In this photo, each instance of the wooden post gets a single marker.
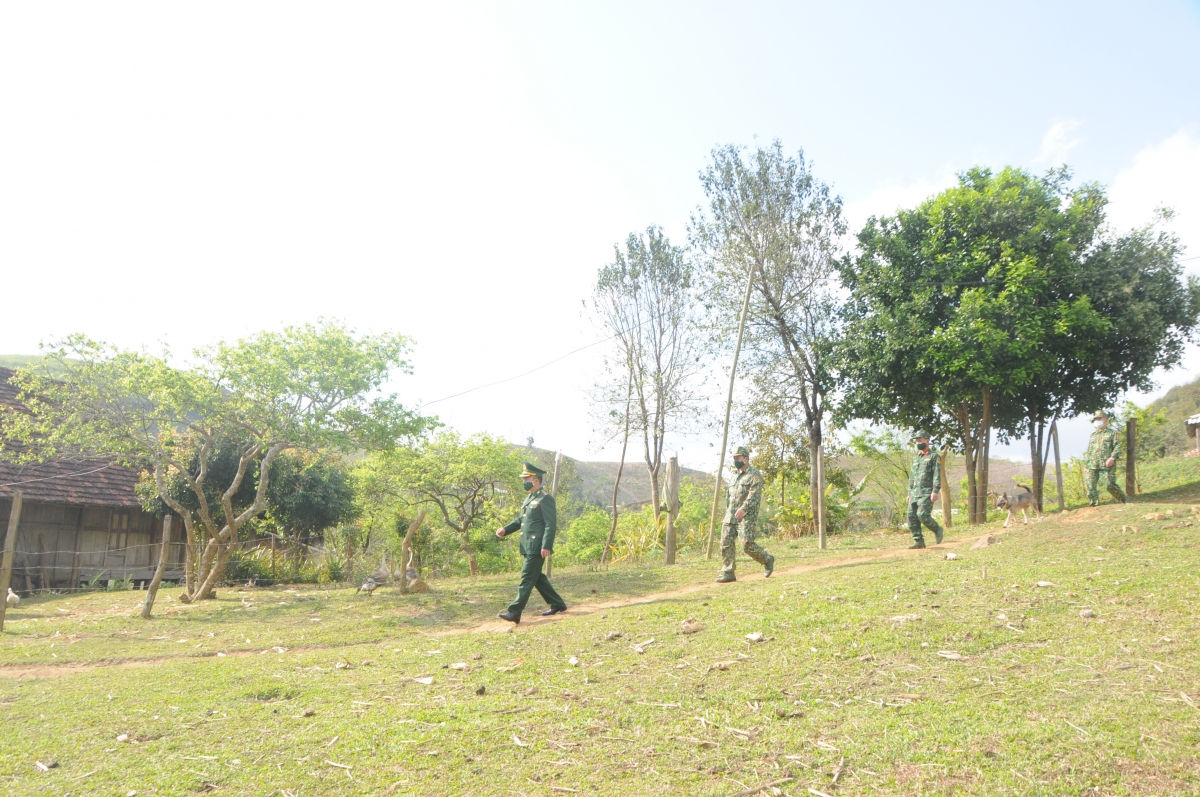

• • •

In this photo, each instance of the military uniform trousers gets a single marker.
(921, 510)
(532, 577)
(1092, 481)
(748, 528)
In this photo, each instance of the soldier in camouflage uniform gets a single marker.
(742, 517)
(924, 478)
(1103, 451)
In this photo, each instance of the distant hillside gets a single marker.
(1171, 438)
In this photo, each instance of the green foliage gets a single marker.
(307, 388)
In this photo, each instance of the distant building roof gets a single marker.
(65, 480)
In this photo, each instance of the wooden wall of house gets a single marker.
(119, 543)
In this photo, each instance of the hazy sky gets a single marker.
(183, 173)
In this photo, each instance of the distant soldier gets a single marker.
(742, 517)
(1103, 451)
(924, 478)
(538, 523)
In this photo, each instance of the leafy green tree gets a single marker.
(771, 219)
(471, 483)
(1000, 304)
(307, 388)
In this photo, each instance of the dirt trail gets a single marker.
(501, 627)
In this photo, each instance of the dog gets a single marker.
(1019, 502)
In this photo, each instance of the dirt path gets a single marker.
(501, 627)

• • •

◆ **WHAT YOU WILL DO**: Count the lines of the material above that contain the string "soldier", matching case exactly, and give only the number.

◆ **THE OUTPUT**: 2